Written task:
Please rewrite the items below with "appreciated" substituted for "valued", leaving everything else unchanged.

[Saved entries]
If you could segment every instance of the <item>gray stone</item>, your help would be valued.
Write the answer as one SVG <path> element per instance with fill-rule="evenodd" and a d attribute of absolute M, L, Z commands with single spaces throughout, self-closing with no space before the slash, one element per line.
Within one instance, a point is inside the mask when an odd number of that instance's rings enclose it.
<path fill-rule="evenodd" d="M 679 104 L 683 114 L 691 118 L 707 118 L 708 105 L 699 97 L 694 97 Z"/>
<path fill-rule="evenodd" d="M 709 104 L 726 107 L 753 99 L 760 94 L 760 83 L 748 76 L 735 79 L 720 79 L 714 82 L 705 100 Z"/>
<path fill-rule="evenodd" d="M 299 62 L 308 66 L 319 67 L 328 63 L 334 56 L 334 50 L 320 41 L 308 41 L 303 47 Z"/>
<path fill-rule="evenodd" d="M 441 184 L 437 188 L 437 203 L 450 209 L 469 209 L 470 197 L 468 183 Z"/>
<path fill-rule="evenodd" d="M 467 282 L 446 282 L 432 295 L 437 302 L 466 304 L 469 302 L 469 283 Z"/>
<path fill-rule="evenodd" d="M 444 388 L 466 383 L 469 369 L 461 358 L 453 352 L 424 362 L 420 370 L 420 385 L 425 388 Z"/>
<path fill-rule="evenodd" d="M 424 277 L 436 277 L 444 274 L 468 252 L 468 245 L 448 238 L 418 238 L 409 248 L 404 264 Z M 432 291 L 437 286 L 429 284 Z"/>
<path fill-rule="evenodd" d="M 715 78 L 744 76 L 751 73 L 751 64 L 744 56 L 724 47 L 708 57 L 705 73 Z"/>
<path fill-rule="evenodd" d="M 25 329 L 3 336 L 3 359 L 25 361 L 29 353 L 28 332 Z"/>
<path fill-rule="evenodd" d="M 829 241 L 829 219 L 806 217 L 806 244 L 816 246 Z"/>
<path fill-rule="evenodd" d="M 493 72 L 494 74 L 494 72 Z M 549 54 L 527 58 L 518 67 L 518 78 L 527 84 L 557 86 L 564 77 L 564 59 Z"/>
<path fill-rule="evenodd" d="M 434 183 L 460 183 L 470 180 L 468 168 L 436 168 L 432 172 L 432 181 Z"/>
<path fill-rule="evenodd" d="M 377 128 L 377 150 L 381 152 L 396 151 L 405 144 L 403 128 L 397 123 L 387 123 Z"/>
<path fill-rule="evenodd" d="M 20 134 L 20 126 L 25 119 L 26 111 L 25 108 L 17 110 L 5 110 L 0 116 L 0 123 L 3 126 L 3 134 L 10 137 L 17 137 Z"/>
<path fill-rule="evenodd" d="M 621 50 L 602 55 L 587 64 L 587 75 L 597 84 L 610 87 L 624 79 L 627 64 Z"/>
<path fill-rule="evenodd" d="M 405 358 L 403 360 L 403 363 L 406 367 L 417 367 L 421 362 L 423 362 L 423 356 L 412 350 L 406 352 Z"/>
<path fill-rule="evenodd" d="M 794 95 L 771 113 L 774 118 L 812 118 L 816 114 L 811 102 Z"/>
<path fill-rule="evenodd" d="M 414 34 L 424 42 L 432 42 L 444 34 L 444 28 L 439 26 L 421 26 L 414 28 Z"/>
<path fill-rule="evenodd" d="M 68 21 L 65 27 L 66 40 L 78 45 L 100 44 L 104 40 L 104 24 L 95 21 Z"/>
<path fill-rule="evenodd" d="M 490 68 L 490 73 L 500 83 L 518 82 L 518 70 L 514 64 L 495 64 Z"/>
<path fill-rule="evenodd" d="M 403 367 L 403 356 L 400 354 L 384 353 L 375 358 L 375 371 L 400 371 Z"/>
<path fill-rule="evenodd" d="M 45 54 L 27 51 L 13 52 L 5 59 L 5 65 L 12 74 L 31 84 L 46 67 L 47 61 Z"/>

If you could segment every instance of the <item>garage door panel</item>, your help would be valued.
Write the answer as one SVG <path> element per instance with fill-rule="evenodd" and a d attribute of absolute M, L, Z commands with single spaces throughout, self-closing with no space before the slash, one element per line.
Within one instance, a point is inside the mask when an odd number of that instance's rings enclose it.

Solution to this task:
If you could segment every instance of the <item>gray stone</item>, your help would be appreciated.
Write the answer as one SVG <path> element per instance with fill-rule="evenodd" and a d attribute of absolute M, L, Z commands with single spaces throughout, self-closing with no space before the slash, one element per line.
Within one instance, a point is inside the mask when an odd number of that instance's rings enclose it.
<path fill-rule="evenodd" d="M 679 104 L 683 114 L 691 118 L 707 118 L 708 105 L 699 97 L 694 97 Z"/>
<path fill-rule="evenodd" d="M 709 104 L 726 107 L 753 99 L 760 94 L 760 83 L 748 76 L 735 79 L 720 79 L 714 82 L 705 100 Z"/>
<path fill-rule="evenodd" d="M 299 62 L 308 66 L 319 67 L 328 63 L 334 56 L 334 50 L 320 41 L 308 41 L 303 47 Z"/>
<path fill-rule="evenodd" d="M 441 184 L 437 188 L 437 203 L 450 209 L 469 209 L 470 197 L 468 183 Z"/>
<path fill-rule="evenodd" d="M 467 282 L 446 282 L 432 295 L 437 302 L 466 304 L 469 302 L 469 283 Z"/>
<path fill-rule="evenodd" d="M 444 388 L 466 383 L 469 369 L 461 358 L 453 352 L 424 362 L 420 370 L 420 385 L 425 388 Z"/>
<path fill-rule="evenodd" d="M 424 277 L 436 277 L 444 274 L 468 252 L 468 245 L 448 238 L 418 238 L 409 248 L 404 264 Z M 432 291 L 437 286 L 429 284 Z"/>
<path fill-rule="evenodd" d="M 715 78 L 744 76 L 751 73 L 751 64 L 744 56 L 724 47 L 708 57 L 705 73 Z"/>
<path fill-rule="evenodd" d="M 25 329 L 3 336 L 3 359 L 25 361 L 29 353 L 28 332 Z"/>
<path fill-rule="evenodd" d="M 829 241 L 829 219 L 806 217 L 806 244 L 816 246 Z"/>
<path fill-rule="evenodd" d="M 493 72 L 494 74 L 494 72 Z M 549 54 L 527 58 L 518 67 L 518 78 L 527 84 L 557 86 L 564 77 L 564 59 Z"/>
<path fill-rule="evenodd" d="M 434 183 L 460 183 L 470 180 L 468 168 L 436 168 L 432 172 L 432 181 Z"/>
<path fill-rule="evenodd" d="M 377 128 L 377 150 L 381 152 L 396 151 L 405 144 L 403 128 L 397 123 L 387 123 Z"/>
<path fill-rule="evenodd" d="M 20 134 L 20 126 L 25 119 L 26 111 L 25 108 L 17 110 L 5 110 L 0 116 L 0 123 L 3 126 L 3 134 L 10 137 L 17 137 Z"/>
<path fill-rule="evenodd" d="M 621 50 L 602 55 L 587 64 L 587 75 L 597 84 L 610 87 L 624 79 L 627 64 Z"/>
<path fill-rule="evenodd" d="M 405 358 L 403 360 L 403 363 L 406 367 L 417 367 L 421 362 L 423 362 L 423 356 L 412 350 L 406 352 Z"/>
<path fill-rule="evenodd" d="M 794 95 L 771 113 L 774 118 L 812 118 L 816 114 L 811 102 Z"/>
<path fill-rule="evenodd" d="M 414 34 L 424 42 L 432 42 L 444 34 L 444 28 L 439 26 L 421 26 L 414 28 Z"/>
<path fill-rule="evenodd" d="M 68 21 L 65 27 L 66 40 L 78 45 L 100 44 L 104 40 L 104 24 L 95 21 Z"/>
<path fill-rule="evenodd" d="M 490 68 L 490 73 L 500 83 L 518 82 L 518 70 L 514 64 L 495 64 Z"/>
<path fill-rule="evenodd" d="M 403 367 L 403 356 L 400 354 L 384 353 L 375 358 L 375 371 L 400 371 Z"/>
<path fill-rule="evenodd" d="M 45 54 L 27 51 L 13 52 L 5 59 L 5 65 L 12 74 L 31 84 L 46 67 L 47 61 Z"/>

If you could segment every instance of the <item>garage door panel</item>, your help would be appreciated.
Write the answer as one SVG <path> element per instance with fill-rule="evenodd" and a d attribute of absolute M, L, Z commands with single spaces throughout, self-closing with no space before the slash, one element per line.
Within one instance, a point is inside the mask when an odd number of that instance's rings enclose it.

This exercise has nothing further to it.